- [Job A]
Answer these questions about the project report, one line each:
(i) What yields did recently reported approaches give for ladderanes?
(ii) When did a SUMR undergraduate student add to the research?
(iii) What method was used to study the solids formed by grinding resorcinol with each olefin?
- [Job B]
Retype the project report text from "Leonard R. MacGillivray, University" to "chemistry and sustainability.".

- [Source excerpt]
** start **

Leonard R. MacGillivray, University of Iowa
Project Report, PRF #47632-AC1 (Year 2)
The goal of the proposed research was to use template-controlled photochemical reactions in the solid state to construct a ladderane framework that can be converted into naturally-occurring lipid. The solid-state synthesis is designed to make the natural product readily available, particularly as compared to recently-reported approaches that afford ladderanes in low yields (i.e. < 1%). Solid-state reactions are beneficial since solvent is not required for the critical covalent-bond-forming step. Solid-state reactions, thus, have direct relevance to the field of green chemistry and sustainability.
Principal project goals: (1) determine how hydrogen-bond-acceptor templates can be used to synthesize a [5]-ladderane dicarboxylic acid in the solid state and (2) determine how a [5]-ladderane obtained from a template-controlled solid-state synthesis can be converted to the natural product. The research developed in the grant was also supplemented by a SUMR undergraduate student in Summer 2008. The goals of the student were to study the ability of the templates and reactants to self-assemble via solvent-free and liquid-assisted grinding. From the work of the SUMR student, we also pursued a new avenue of research on the ability of our templates to direct solid-state reactivity catalytically via mechanochemistry.
Period 09/01/09 08/31/10
For Year 2, our research developed into two main lines of investigation. First, we expanded our co-crystallizations and mechanochemistry to the remaining members of the trans-bis(n-pyridyl)ethylene family using resorcinol, and derivatives, as templates. Second, we discovered the ability of a triene studied in Year 1 to undergo a rare trimerization to afford a bicyclobutyl product. Our work on supramolecular catalysis in the solid state was also published in Angewante Chemie in 2010 (Sokolov, A.N.; Bucar, D.-K.; Baltrusaitis, J.; Gu, S.X.; MacGillivray, L.R., Supramolecular Catalysis in the Organic Solid State via Dry Grinding, Angew. Chem., Int. Ed. 2010, 49, 4273-4277). The paper was highlighted in ChemCatChem (Ma, D.-Y.; Warnmark, K., Mechanoassisted Supramolecular Catalysis in Solid State Synthesis, ChemCatChem 2010, 2, 1059-1060).
i) Expansion of Mechanochemsitry. Having achieved the use of dry mortar-and-pestle grinding to form our reactive co-crystals, we turned to determine the scope of the mechanochemistry as applied to all six members of the trans-bis(n-pyridyl)ethylene family of olefins (i.e. 2,2-bpe, 2,3-bpe, 2,4-bpe, 3,4-bpe, 3,3-bpe). Thus, resorcinol, and derivatives, were ground with each olefin under dry conditions, with the resulting solids being studied using powder X-ray diffraction (PXRD). Our experiments revealed the co-crystallizations to occur upon grinding to afford reactive co-crystalline solids. Application of UV-light demonstrated cyclobutane formation, which confirmed that the resorcinols can be used as templates to achieve reactivity involving all six members of the olefin family. The resulting co-crystals afforded the head-to-tail and head-to-head cyclobutane products in up to quantitative yield.

** end **

- [Dataset records]

** start **

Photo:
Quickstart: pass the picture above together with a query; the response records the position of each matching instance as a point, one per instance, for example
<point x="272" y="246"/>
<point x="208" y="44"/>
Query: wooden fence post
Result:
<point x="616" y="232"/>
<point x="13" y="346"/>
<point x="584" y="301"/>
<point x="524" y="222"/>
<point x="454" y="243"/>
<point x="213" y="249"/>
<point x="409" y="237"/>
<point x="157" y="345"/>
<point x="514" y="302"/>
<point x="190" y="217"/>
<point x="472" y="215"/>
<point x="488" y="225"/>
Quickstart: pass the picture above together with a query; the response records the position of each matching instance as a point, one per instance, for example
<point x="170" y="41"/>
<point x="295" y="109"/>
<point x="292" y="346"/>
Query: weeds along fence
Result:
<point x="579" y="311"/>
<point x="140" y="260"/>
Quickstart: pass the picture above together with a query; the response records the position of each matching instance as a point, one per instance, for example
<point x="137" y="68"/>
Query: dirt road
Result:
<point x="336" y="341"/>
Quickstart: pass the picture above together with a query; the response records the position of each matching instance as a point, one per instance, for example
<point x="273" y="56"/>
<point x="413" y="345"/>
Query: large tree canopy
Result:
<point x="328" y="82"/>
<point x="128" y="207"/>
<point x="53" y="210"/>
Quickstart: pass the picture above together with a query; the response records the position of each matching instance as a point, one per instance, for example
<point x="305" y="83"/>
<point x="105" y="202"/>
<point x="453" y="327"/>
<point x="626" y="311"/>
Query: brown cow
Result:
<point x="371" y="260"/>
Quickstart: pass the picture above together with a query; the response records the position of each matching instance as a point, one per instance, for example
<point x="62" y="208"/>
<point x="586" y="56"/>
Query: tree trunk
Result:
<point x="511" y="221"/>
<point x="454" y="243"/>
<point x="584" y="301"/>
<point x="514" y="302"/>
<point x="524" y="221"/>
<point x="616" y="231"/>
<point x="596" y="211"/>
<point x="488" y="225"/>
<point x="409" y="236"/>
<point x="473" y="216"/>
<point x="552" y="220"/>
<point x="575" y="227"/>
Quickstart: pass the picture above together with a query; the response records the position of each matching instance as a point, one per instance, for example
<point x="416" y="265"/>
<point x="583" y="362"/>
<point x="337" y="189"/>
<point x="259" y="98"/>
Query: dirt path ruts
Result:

** end **

- [Complete answer A]
(i) Low yields, less than 1%.
(ii) Summer 2008.
(iii) Powder X-ray diffraction (PXRD).

- [Complete answer B]
Leonard R. MacGillivray, University of Iowa
Project Report, PRF #47632-AC1 (Year 2)
The goal of the proposed research was to use template-controlled photochemical reactions in the solid state to construct a ladderane framework that can be converted into naturally-occurring lipid. The solid-state synthesis is designed to make the natural product readily available, particularly as compared to recently-reported approaches that afford ladderanes in low yields (i.e. < 1%). Solid-state reactions are beneficial since solvent is not required for the critical covalent-bond-forming step. Solid-state reactions, thus, have direct relevance to the field of green chemistry and sustainability.